(Excerpts of point annotation data)

_ _ _ _

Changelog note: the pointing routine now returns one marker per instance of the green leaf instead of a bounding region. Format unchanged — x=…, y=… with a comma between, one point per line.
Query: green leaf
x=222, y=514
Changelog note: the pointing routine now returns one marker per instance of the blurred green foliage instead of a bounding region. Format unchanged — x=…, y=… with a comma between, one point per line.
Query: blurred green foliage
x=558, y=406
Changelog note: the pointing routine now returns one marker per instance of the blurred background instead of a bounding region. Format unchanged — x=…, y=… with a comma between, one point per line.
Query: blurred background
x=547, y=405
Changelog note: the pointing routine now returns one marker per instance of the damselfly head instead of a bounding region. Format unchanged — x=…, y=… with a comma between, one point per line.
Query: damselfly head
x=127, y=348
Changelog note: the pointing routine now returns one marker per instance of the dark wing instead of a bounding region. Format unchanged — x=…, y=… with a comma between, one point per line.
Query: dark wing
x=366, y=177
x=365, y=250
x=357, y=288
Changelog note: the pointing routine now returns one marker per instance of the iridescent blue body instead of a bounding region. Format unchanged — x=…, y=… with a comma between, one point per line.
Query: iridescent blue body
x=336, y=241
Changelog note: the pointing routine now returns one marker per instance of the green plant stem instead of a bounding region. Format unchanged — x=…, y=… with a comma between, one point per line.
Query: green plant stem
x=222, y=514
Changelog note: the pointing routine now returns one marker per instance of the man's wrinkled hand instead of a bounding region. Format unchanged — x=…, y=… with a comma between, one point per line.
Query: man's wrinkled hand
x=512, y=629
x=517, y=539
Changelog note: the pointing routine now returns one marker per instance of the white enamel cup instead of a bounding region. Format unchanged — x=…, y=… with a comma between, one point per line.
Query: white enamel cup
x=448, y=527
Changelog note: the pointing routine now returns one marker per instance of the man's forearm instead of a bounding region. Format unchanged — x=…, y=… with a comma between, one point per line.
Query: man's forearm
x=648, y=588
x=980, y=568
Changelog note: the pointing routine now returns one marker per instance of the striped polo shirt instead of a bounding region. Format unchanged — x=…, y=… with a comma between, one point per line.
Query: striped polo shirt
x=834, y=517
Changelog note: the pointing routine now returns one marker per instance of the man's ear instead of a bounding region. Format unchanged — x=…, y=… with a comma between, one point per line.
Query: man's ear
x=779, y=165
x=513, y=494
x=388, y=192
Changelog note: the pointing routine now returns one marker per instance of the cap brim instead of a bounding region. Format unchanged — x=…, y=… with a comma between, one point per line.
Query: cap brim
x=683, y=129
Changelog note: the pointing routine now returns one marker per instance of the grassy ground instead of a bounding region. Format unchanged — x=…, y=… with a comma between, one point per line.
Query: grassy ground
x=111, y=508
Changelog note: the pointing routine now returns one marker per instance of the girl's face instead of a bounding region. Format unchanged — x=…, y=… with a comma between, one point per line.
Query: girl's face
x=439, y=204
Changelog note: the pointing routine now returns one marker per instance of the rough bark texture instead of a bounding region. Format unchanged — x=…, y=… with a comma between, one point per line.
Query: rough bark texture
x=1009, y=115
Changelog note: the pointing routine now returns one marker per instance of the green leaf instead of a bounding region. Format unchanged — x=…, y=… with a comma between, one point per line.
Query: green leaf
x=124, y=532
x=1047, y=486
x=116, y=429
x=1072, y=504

_ _ _ _

**Your instructions**.
Transcribe each of the records above word for word, keeping every line as it appears.

**Finished task**.
Changelog note: the pointing routine now returns one marker per instance of the green leaf instead of a bounding region. Format unchanged — x=…, y=… with a comma between, one point per line.
Query: green leaf
x=222, y=514
Changelog note: the pointing routine now returns one marker per instance of the blurred green foliage instead of a bounding region. Format unchanged — x=…, y=… with a comma between, one point per line.
Query: blurred green foliage
x=558, y=406
Changelog note: the pointing routine now returns one marker per instance of the blurred background instead of a bounding region. Format unchanged — x=…, y=… with a comma between, one point per line.
Query: blurred background
x=547, y=405
Changelog note: the pointing routine now returns one marker per instance of the damselfly head instead of a bounding region. Format unchanged — x=…, y=… with a comma between, one point per line.
Query: damselfly head
x=127, y=348
Changelog note: the pointing routine now returns one marker per instance of the dark wing instead of a bounding region. Format unchanged — x=…, y=… with a comma between, one point per line.
Query: dark wing
x=366, y=177
x=365, y=250
x=357, y=288
Changelog note: the pointing routine now returns one marker per instance of the iridescent blue body instead of a bounding region. Format unchanged — x=…, y=… with a comma between, one point per line.
Query: iridescent blue body
x=336, y=241
Changelog note: the pointing routine now returns one marker per instance of the green plant stem instead of a bounding region. Format unchanged — x=…, y=… with a comma between, one point per line.
Query: green plant stem
x=222, y=514
Changelog note: the pointing routine now returns one marker per instance of the man's wrinkled hand instead of a bounding region. Format unchanged — x=…, y=… with a comma between, one point per line.
Query: man's wrinkled hand
x=512, y=629
x=517, y=539
Changelog note: the pointing routine now returns one marker per instance of the white enamel cup instead of a bounding region. Format unchanged — x=…, y=… with a comma between, one point per line.
Query: white enamel cup
x=448, y=527
Changelog note: the pointing routine now returns one marker per instance of the man's forearm instead of a bounding region. Format unchanged — x=…, y=… with a comma between, one point per line.
Query: man's forearm
x=648, y=588
x=980, y=568
Changelog note: the pointing routine now returns one marker per instance of the striped polo shirt instead of a bounding region. Format unchanged — x=…, y=… with a comma between, one point per line.
Query: striped polo shirt
x=834, y=517
Changelog note: the pointing routine now returns one marker per instance of the man's ear instead of a bounding region. Format unchanged — x=…, y=… with a comma between, one point per line.
Query: man's ear
x=779, y=165
x=513, y=494
x=388, y=192
Changelog note: the pointing routine now returns one marker per instance of the cap brim instead of a bounding region. Format unchanged — x=…, y=… with a comma between, one point per line.
Query: cap brim
x=683, y=129
Changelog note: the pointing routine now returns one marker per instance of the grassy ground instead of a bounding region. Format unchanged — x=…, y=… with a comma between, one point per line.
Query: grassy ground
x=111, y=508
Changelog note: the pointing routine now returns one marker per instance of the girl's face instead of a bounding region. Format unchanged — x=…, y=… with a comma between, one point per line.
Query: girl's face
x=439, y=204
Changelog note: the pointing routine now returns one marker per instance of the rough bark texture instead of a bounding region. Format unchanged — x=…, y=… with a comma between, one point per line.
Query: rough bark texture
x=1009, y=115
Changelog note: the pointing routine now returns one marker per instance of the green leaf instead of a bounding region. Format unchanged — x=…, y=… with a comma between, one point per line.
Query: green leaf
x=124, y=532
x=1047, y=486
x=116, y=429
x=1072, y=504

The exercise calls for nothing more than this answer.